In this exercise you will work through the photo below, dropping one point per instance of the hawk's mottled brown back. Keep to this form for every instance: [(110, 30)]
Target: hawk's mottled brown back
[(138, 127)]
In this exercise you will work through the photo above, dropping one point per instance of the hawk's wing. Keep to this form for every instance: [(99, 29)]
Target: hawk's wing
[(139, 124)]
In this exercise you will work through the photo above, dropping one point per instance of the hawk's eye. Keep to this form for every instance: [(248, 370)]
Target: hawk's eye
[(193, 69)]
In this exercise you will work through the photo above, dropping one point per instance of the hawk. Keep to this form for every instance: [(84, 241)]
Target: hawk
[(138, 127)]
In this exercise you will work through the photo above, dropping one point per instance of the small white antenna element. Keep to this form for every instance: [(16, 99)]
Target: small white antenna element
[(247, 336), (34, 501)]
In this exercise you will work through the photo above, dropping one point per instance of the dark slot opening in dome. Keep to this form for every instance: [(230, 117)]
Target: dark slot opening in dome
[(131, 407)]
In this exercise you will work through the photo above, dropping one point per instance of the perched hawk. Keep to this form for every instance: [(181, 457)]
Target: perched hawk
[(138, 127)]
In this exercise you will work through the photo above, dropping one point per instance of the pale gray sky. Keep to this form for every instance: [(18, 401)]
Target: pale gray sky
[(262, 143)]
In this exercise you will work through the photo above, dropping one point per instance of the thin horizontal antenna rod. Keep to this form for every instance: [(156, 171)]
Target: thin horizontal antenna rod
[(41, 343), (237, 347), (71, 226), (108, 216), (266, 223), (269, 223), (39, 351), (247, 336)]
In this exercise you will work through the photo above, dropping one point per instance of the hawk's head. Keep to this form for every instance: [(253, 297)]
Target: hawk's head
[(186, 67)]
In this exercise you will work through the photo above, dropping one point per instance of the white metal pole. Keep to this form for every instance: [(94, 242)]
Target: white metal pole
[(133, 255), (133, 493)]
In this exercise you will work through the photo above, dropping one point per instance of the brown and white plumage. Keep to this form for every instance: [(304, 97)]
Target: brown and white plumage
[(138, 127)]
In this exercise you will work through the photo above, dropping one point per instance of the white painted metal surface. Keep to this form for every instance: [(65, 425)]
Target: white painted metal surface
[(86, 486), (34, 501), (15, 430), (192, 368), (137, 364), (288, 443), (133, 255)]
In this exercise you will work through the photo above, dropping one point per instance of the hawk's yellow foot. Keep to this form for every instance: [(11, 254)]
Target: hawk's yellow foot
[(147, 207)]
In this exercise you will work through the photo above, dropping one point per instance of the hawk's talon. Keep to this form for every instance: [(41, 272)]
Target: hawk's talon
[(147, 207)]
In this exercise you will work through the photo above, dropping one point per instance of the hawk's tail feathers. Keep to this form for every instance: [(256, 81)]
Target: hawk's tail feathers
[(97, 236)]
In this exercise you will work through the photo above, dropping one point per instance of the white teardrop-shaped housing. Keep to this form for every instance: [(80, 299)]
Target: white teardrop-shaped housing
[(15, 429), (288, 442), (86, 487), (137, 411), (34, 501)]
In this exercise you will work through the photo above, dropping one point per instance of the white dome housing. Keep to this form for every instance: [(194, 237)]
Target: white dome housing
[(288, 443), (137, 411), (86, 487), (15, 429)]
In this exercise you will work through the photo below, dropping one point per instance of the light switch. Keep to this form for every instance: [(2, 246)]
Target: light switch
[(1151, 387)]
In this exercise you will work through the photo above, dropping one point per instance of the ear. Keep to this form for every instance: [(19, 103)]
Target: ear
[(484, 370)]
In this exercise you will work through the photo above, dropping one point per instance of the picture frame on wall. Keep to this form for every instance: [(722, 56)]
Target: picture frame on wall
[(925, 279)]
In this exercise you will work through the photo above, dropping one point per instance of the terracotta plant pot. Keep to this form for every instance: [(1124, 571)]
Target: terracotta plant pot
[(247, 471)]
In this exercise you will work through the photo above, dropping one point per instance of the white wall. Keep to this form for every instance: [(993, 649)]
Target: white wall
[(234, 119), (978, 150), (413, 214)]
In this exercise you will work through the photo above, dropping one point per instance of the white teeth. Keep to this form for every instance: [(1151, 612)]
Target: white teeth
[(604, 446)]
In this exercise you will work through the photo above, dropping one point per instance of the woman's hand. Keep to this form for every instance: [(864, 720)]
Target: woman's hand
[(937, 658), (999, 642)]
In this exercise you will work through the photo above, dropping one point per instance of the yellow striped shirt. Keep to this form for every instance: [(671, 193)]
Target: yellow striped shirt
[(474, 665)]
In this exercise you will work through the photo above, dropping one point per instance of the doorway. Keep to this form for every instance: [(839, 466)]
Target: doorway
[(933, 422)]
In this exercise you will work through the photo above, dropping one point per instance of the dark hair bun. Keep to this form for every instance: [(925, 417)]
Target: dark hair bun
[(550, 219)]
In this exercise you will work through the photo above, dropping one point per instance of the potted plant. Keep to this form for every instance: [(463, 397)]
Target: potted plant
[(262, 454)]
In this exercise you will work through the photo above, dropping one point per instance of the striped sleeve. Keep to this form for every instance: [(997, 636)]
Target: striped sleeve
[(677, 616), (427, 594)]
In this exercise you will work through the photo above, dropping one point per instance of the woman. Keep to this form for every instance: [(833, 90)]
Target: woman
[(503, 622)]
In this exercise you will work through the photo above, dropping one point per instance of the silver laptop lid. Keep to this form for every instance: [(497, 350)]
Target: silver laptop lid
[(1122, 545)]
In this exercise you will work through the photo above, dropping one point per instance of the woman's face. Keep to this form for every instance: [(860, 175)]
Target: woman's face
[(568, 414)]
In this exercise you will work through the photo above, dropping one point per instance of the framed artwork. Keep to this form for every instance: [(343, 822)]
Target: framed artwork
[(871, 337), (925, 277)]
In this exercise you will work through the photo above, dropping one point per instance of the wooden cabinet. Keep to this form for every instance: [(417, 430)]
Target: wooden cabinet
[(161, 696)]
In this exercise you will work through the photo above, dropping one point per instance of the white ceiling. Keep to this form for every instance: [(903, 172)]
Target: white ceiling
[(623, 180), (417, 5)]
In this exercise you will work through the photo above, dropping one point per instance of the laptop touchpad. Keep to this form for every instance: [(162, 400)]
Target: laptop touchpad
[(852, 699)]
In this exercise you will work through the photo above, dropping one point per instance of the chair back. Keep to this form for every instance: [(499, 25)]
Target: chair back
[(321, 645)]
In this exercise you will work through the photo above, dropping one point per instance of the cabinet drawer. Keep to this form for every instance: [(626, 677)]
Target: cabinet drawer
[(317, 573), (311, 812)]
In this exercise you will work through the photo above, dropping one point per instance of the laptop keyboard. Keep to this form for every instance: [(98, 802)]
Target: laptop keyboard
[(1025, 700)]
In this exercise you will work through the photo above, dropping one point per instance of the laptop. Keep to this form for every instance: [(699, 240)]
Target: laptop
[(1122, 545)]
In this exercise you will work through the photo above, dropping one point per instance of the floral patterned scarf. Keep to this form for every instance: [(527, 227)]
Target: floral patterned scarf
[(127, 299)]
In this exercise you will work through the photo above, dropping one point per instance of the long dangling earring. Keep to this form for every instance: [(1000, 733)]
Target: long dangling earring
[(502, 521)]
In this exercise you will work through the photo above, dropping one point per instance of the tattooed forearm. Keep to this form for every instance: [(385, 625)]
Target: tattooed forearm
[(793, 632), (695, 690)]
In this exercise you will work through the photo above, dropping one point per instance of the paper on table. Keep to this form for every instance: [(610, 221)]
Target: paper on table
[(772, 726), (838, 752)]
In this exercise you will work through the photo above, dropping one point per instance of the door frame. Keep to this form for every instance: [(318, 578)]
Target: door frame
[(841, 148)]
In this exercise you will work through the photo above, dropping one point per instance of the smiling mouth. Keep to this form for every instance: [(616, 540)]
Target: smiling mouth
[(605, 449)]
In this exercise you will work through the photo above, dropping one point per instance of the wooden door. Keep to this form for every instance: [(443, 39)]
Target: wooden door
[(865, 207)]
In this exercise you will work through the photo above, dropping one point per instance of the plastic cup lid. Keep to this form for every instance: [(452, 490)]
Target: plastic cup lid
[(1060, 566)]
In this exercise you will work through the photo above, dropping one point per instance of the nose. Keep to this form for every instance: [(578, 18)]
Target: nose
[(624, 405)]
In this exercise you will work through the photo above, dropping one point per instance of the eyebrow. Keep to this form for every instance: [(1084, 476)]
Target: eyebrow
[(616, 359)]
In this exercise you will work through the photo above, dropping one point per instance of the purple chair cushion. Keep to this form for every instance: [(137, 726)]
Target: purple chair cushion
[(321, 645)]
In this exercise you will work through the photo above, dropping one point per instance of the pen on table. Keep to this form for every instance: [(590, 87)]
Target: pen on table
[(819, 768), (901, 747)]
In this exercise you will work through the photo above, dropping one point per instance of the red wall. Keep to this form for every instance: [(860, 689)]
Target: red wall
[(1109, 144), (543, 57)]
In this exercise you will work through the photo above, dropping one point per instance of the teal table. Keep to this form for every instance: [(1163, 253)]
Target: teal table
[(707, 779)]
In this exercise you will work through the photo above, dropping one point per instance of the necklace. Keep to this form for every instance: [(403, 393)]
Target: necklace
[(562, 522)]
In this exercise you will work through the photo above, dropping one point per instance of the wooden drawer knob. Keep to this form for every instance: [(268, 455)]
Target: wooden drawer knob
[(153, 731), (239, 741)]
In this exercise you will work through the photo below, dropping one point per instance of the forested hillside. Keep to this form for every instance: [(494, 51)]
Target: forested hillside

**Task details**
Output the material above, from the line containing "instance: [(41, 272)]" through the line containing "[(97, 236)]", inclusive, as a two-column CSV with the headers instruction and answer. Each row should pair one instruction with its answer, each in a single quoted field with line breaks replaced by spaces.

**Full solution**
instruction,answer
"In this exercise you will work through the photo above, dropping one point per instance of the hawk's talon. Keep to this form for every instance: [(41, 272)] Target: hawk's talon","[(147, 207)]"
"In this exercise you will work through the photo above, dropping one point per instance of the hawk's tail feathers. Keep to this form for every instance: [(256, 81)] Target: hawk's tail feathers","[(97, 236)]"